### Information provided

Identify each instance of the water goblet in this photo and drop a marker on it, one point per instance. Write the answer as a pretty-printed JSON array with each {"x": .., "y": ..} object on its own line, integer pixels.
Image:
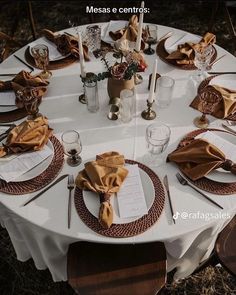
[
  {"x": 209, "y": 97},
  {"x": 157, "y": 138},
  {"x": 150, "y": 37},
  {"x": 202, "y": 59},
  {"x": 29, "y": 98},
  {"x": 72, "y": 147},
  {"x": 40, "y": 54}
]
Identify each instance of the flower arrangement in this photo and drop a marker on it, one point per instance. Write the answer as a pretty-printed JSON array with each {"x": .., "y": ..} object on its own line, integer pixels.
[{"x": 130, "y": 63}]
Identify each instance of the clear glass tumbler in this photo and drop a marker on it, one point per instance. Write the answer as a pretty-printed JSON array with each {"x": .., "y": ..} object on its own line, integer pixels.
[
  {"x": 126, "y": 105},
  {"x": 165, "y": 86},
  {"x": 91, "y": 96},
  {"x": 93, "y": 35},
  {"x": 157, "y": 138}
]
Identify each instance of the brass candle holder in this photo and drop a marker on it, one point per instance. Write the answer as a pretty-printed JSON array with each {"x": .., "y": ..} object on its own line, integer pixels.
[
  {"x": 149, "y": 114},
  {"x": 89, "y": 76}
]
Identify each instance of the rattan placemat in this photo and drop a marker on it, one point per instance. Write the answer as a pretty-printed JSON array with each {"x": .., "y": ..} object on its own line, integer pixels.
[
  {"x": 203, "y": 84},
  {"x": 53, "y": 65},
  {"x": 32, "y": 185},
  {"x": 11, "y": 116},
  {"x": 128, "y": 229},
  {"x": 204, "y": 183},
  {"x": 162, "y": 53}
]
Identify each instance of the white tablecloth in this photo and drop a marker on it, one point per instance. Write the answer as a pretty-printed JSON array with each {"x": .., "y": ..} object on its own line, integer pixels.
[{"x": 40, "y": 231}]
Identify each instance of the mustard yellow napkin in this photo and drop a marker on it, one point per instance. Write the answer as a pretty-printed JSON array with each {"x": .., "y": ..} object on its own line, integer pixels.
[
  {"x": 66, "y": 44},
  {"x": 128, "y": 33},
  {"x": 226, "y": 105},
  {"x": 185, "y": 52},
  {"x": 105, "y": 177},
  {"x": 30, "y": 135},
  {"x": 199, "y": 158}
]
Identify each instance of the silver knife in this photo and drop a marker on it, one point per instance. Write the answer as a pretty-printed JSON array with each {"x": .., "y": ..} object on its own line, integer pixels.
[
  {"x": 47, "y": 188},
  {"x": 228, "y": 129},
  {"x": 166, "y": 184}
]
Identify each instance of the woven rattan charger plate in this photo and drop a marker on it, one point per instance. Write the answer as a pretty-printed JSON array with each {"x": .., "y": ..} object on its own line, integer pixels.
[
  {"x": 38, "y": 182},
  {"x": 162, "y": 53},
  {"x": 205, "y": 83},
  {"x": 204, "y": 183},
  {"x": 53, "y": 65},
  {"x": 14, "y": 115},
  {"x": 127, "y": 229}
]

### What is needed
Transcribe each entry above without alteration, but keep the pictures out.

### Result
Identify each instance of the water goblet in this photo and drop a marker on it, one point per instance. Write the answer as a pretty-printed JSON array with each {"x": .., "y": ..} object on its own line, integer pixels.
Image:
[
  {"x": 209, "y": 97},
  {"x": 157, "y": 138},
  {"x": 150, "y": 37},
  {"x": 202, "y": 59},
  {"x": 29, "y": 98},
  {"x": 72, "y": 147},
  {"x": 40, "y": 54}
]
Identify each instance of the flower arrangement in this photo and drop a marker on it, one point per instance. Write the answer as a pretty-printed JSON array with each {"x": .., "y": ..} object on its own line, integer pixels.
[{"x": 130, "y": 63}]
Identify each instance of the clear glass tumbler in this photo and drop a marker on it, one point per instance. Write the answer as a pretty-printed JSON array with each {"x": .., "y": ..} object on its own line, integer pixels.
[
  {"x": 126, "y": 105},
  {"x": 165, "y": 86},
  {"x": 91, "y": 96},
  {"x": 93, "y": 35},
  {"x": 157, "y": 138}
]
Identify each instance of the brass candle holder in this photo and drop a marker on it, one point per instance. Write the answer as a pretty-printed JSON array with each {"x": .., "y": ..} object on its own line, integer pixels.
[
  {"x": 149, "y": 114},
  {"x": 89, "y": 76}
]
Identify each instance of the rattan placemat in this photo and drop a marker on it, one point per instance. Write the answer as a pretty-printed JSON array with each {"x": .., "y": ..} object on its own line, integer pixels.
[
  {"x": 203, "y": 84},
  {"x": 53, "y": 65},
  {"x": 32, "y": 185},
  {"x": 11, "y": 116},
  {"x": 128, "y": 229},
  {"x": 204, "y": 183},
  {"x": 162, "y": 53}
]
Identify each instance of the white tablecloth in this photo and drop a marker on it, one point per instance. Write the answer as a pretty-printed JSON array with each {"x": .., "y": ..} object on its own line, integer pixels.
[{"x": 40, "y": 231}]
Identify each instance of the mustard yellow napkin in this photo and drop a marker on it, one point per instance. Write the answer as a pretty-printed JSON array with each {"x": .., "y": ..} object on its own line, integer pixels.
[
  {"x": 66, "y": 44},
  {"x": 128, "y": 33},
  {"x": 226, "y": 105},
  {"x": 185, "y": 52},
  {"x": 105, "y": 177},
  {"x": 30, "y": 135},
  {"x": 199, "y": 158}
]
Identify each instance of the silver knife in this photo and drop a marker on it, one point per instance. Write the answer as a pretty-printed JSON array with each {"x": .., "y": ..} object on its own line, integer pixels.
[
  {"x": 47, "y": 188},
  {"x": 228, "y": 129},
  {"x": 166, "y": 184}
]
Identify each instance of the woven rattan charger plate in this photo and drop a marker on it, one point per instance. Write the answer as a pretty-printed JSON array with each {"x": .., "y": ..} object on its own line, integer pixels.
[
  {"x": 38, "y": 182},
  {"x": 162, "y": 53},
  {"x": 205, "y": 83},
  {"x": 204, "y": 183},
  {"x": 53, "y": 65},
  {"x": 14, "y": 115},
  {"x": 127, "y": 229}
]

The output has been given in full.